>> start TEXT SEGMENT

Judge: William D. Claster, Case: 21-01179611, Date: 2022-07-28 Tentative Ruling

1)   Defendants’ Motion to Compel Further Deposition Answers

 

2)   Status Conference

Defendants’ motion to compel further deposition answers from non-party deponent Elsa Aguilar is GRANTED to the extent set forth below.  Aguilar’s sometime counsel, Employees First Labor Law, P.C. (EFLL), is sanctioned in the amount of $3,340, payable to Defendants by August 28, 2022.  Plaintiffs’ cross-request for sanctions is DENIED.

 

I.            Factual Background

 

The history of LaCour’s representation of Aguilar is both relevant to this motion and somewhat confusing.  The Court recounts facts necessary to resolution of this motion.

 

This matter is an individual action with a PAGA component.  Broadly speaking, Plaintiffs allege Defendants violated wage-and-hour laws and that Plaintiffs were constructively terminated for complaining about those violations.  Plaintiffs are represented by the EFLL firm and LaCour.

 

Aguilar, who is not a Plaintiff here, worked for Defendants until July 2020.  Defendants claim that on her way out the door, Aguilar stole confidential records, apparently by emailing them to herself.  Defendants sent Aguilar a letter threatening suit; they also reported the alleged theft to the Anaheim police.  (Mirhosseini Decl. ¶ 2 & Exs. A-B.)

 

Aguilar did not respond to Defendants’ letter.  Defendants did not hear from Aguilar until June 2, 2021, when EFLL sent an amended PAGA letter to Defendants and the LWDA regarding the claims pled in this action.  This letter, unlike Plaintiffs’ original letter, named Aguilar as one of the complaining employees.  (Mirhosseini Decl., ¶ 4.)  Although Aguilar was named in the amended PAGA letter, she has never been party to this case.

 

Plaintiffs, still represented by EFLL, subpoenaed Aguilar for deposition.  Aguilar appeared as required.  When Plaintiffs’ counsel finished his questioning, Defendants’ counsel confirmed that Aguilar was appearing under subpoena and had not retained counsel to sue Defendants.  (Mirhosseini Decl., ¶ 9.)  He then questioned Aguilar about documents Defendants contend she stole from them at the time her employment ended. 

 

As the questioning continued, LaCour—who shortly before had been questioning Aguilar under subpoena—announced: “So at this time, we’re going to take a short break.  I think I may retain the deponent.  And we’ll be right back.”  (Aguilar Depo., 61:1-2 [emphasis added].)  When the parties came back from break, LaCour—now representing Aguilar—instructed her not to answer several questions from Defendants’ counsel.  He cited the attorney-client privilege and the work product doctrine as grounds for his instruction.  Shortly thereafter, LaCour unilaterally ended the deposition even though Defendants’ counsel hadn’t finished questioning.

>> end TEXT SEGMENT
>> start SUPPLIED RECORDS

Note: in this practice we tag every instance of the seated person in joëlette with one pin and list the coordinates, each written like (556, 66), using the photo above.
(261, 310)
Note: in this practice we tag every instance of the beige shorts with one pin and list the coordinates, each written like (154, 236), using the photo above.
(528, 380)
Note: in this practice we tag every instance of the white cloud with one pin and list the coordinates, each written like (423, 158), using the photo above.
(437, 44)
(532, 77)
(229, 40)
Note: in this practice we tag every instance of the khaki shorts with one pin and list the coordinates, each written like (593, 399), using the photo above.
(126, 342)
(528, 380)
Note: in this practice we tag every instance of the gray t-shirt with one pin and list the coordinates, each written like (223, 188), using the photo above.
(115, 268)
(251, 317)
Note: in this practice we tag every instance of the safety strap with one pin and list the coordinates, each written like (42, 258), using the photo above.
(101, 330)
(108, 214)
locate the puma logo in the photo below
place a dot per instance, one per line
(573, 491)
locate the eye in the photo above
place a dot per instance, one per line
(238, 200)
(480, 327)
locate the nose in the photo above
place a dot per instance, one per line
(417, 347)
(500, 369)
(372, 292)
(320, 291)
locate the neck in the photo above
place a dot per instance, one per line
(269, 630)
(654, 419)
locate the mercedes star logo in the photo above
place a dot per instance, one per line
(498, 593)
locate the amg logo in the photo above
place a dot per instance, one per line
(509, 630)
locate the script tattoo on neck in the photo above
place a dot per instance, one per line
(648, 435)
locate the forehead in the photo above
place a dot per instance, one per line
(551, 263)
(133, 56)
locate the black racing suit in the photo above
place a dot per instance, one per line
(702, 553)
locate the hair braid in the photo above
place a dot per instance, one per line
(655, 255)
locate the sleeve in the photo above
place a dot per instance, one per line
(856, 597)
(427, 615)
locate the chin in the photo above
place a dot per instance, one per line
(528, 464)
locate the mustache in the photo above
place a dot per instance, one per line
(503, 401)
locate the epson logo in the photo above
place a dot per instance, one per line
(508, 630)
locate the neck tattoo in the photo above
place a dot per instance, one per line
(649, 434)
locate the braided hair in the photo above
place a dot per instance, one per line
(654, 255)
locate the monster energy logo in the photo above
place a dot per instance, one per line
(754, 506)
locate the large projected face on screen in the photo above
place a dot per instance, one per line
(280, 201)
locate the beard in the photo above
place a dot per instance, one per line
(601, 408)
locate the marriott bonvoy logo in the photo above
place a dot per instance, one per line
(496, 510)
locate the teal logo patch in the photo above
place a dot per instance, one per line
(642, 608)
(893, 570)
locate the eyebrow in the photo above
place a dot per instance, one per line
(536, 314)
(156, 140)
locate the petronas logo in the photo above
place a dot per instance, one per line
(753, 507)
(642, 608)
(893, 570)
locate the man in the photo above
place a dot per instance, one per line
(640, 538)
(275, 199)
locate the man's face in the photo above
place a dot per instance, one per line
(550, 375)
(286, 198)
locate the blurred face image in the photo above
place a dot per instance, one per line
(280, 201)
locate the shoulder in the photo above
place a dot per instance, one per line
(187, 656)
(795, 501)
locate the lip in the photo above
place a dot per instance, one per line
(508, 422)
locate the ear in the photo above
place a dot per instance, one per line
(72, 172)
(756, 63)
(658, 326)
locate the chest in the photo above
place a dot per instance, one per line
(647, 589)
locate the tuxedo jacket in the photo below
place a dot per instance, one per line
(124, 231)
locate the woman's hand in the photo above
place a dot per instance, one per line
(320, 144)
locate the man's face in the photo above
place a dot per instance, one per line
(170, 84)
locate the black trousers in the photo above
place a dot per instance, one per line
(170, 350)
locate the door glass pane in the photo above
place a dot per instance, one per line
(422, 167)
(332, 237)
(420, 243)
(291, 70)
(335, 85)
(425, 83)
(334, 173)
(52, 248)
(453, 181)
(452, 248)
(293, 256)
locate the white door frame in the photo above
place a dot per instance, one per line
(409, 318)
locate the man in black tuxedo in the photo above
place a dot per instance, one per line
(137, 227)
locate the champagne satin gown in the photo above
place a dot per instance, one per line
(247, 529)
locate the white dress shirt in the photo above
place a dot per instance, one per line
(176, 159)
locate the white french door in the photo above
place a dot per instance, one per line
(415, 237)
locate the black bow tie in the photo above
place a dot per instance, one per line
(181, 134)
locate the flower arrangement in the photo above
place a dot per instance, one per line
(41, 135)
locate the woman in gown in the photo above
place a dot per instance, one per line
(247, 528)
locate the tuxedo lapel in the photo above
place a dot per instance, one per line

>> end SUPPLIED RECORDS

■ SET TASK 1 ■
Answer these questions about the tentative ruling:
(a) How much is EFLL sanctioned, and by what date must it be paid?
(b) Until what month and year did Aguilar work for Defendants?
(c) On what date did EFLL send the amended PAGA letter?
■ SET TASK 2 ■
Count the lines in the records that contain the string "hair". Reply with the number only.
The tentative ruling and the records are two unrelated pieces of material.

■ RESPONSE 1 ■
(a) $3,340, payable to Defendants by August 28, 2022.
(b) July 2020.
(c) June 2, 2021.

■ RESPONSE 2 ■
2